Panamá siempre ha sido un punto de encuentro. Su geografía nos condena y, al mismo tiempo, nos bendice: aquí se cruzan océanos, culturas, religiones, idiomas y poderes económicos. Sin embargo, mientras el mundo nos ve como un puente, internamente vivimos como un país fragmentado. La filosofía nacional debería ser clara: unir lo que otros separan. Pero lo que predomina es la desconfianza, el egoísmo y la imitación de lo peor del exterior.

El problema de fondo no es el Canal, ni la economía dolarizada, ni los tratados que nos han dejado a medias. El verdadero problema es que no hemos aprendido a educarnos en el sentido más profundo. Y no me refiero únicamente a asistir a la escuela y aprobar materias, sino a desarrollar la capacidad de pensar, cuestionar, leer, investigar y usar la tecnología para crecer, no para perder el tiempo. Un pueblo que no aprende a educarse está condenado a la manipulación. Sin educación, el puente se quiebra; con educación, el puente se vuelve destino.

_DATOS_.
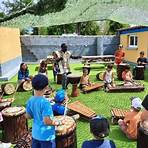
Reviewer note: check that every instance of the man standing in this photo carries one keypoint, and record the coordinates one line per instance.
(119, 55)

_TAREA BREVE_. Cita completo y sin ninguna alteración el texto sobre Panamá y la educación. El material no es necesario para resolver nada de lo que se pide.

_RESPUESTA_.
Panamá siempre ha sido un punto de encuentro. Su geografía nos condena y, al mismo tiempo, nos bendice: aquí se cruzan océanos, culturas, religiones, idiomas y poderes económicos. Sin embargo, mientras el mundo nos ve como un puente, internamente vivimos como un país fragmentado. La filosofía nacional debería ser clara: unir lo que otros separan. Pero lo que predomina es la desconfianza, el egoísmo y la imitación de lo peor del exterior.

El problema de fondo no es el Canal, ni la economía dolarizada, ni los tratados que nos han dejado a medias. El verdadero problema es que no hemos aprendido a educarnos en el sentido más profundo. Y no me refiero únicamente a asistir a la escuela y aprobar materias, sino a desarrollar la capacidad de pensar, cuestionar, leer, investigar y usar la tecnología para crecer, no para perder el tiempo. Un pueblo que no aprende a educarse está condenado a la manipulación. Sin educación, el puente se quiebra; con educación, el puente se vuelve destino.